WHAT YOU ARE ASKED TO DO: Convert the material below into a JSON list of strings, with one string for each line and no blank lines.

☆ ☆ ☆ ☆ ☆

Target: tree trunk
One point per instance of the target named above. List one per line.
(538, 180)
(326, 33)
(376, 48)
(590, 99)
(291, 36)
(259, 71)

☆ ☆ ☆ ☆ ☆

THE ANSWER:
[
  "Target: tree trunk",
  "One point per instance of the target named above. List one per line.",
  "(538, 180)",
  "(326, 33)",
  "(376, 48)",
  "(590, 99)",
  "(291, 36)",
  "(259, 71)"
]